▶ **AIM OF THE EXERCISE**
Each entry that follows must be output without any deviation.

+ + +

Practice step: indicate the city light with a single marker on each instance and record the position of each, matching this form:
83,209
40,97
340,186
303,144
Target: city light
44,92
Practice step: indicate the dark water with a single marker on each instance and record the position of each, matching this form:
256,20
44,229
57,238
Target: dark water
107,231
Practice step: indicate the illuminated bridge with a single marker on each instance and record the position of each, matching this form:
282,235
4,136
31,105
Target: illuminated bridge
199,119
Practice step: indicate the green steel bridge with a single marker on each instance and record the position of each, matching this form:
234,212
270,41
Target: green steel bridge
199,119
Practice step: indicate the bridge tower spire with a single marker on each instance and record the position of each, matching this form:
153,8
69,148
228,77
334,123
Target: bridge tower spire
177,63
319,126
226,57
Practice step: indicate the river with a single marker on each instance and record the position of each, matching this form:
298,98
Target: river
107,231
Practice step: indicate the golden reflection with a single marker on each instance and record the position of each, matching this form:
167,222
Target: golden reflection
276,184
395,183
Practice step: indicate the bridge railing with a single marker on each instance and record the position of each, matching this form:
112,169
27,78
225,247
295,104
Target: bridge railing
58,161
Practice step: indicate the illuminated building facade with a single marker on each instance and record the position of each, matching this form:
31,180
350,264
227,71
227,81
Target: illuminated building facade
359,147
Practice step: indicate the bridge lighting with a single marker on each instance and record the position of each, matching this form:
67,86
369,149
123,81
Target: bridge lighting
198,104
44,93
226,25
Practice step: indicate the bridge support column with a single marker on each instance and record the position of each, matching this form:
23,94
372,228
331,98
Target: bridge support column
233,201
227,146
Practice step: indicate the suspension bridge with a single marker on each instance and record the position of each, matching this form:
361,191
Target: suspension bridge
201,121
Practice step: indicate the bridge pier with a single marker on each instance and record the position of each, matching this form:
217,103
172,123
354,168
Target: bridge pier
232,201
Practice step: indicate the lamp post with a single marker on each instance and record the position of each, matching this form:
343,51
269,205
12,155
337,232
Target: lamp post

+ + +

▶ **CORRECT OUTPUT**
Practice step: indicate the city light with a single marker on each instance and record the position of each, matching this form:
83,209
40,97
340,186
303,144
Target: city light
44,92
Practice step: indicate the dark water with a single marker on each instance and record the position of each, matching this form:
256,20
44,229
57,238
Target: dark water
107,231
Practice step: indicate the illuminated bridge with a single marker on each instance and record the position of each, matching this form:
282,235
4,136
31,105
Target: illuminated bridge
199,119
Practice step: indicate the green steel bridge with a single marker on each instance and record the position of each, matching this form:
234,212
270,41
Target: green steel bridge
199,119
Practice step: indicate the bridge tower spire with a single marker on each instance and record the position of each, matching this form:
153,8
69,148
228,77
334,123
Target: bridge tower spire
177,63
319,126
226,57
Practice step: indicate the river with a single marker on each instance and record the position of each, matching this form:
298,98
Target: river
107,231
Practice step: indicate the golden reflection with a single marker on each instance and record the position of each, matching this form:
167,222
Target: golden reflection
276,184
395,183
Practice step: indicate the bridge railing with a single marker on each instance and record the position of each, matching this form:
112,169
27,78
225,247
295,104
Target: bridge railing
58,161
Practice step: indicate the illuminated building facade with a single marker on each instance and record the position of each, matching this form:
31,180
350,264
227,71
227,81
Target: illuminated building facade
359,147
Practice step: indicate the bridge lighting with a single marker on each instance and record the position of each, matching this form:
67,86
369,149
123,81
Target: bridge lighting
198,104
44,93
226,25
Practice step: indicate the bridge support column with a single marker on each instance and record the position of each, matching this form:
23,94
372,228
331,98
Target: bridge support column
233,201
227,146
Practice step: indicate the suspension bridge with a single marker on each instance and record the position of each, matching this form:
361,191
Target: suspension bridge
201,121
Practice step: indicate the bridge pier with a single marker on each instance and record the position of each, matching this form:
217,103
172,123
354,168
Target: bridge pier
232,201
Practice step: indicate the lamp post with a single marker on each instance and record the position of each, matching this form:
343,51
269,205
12,155
337,232
Target: lamp post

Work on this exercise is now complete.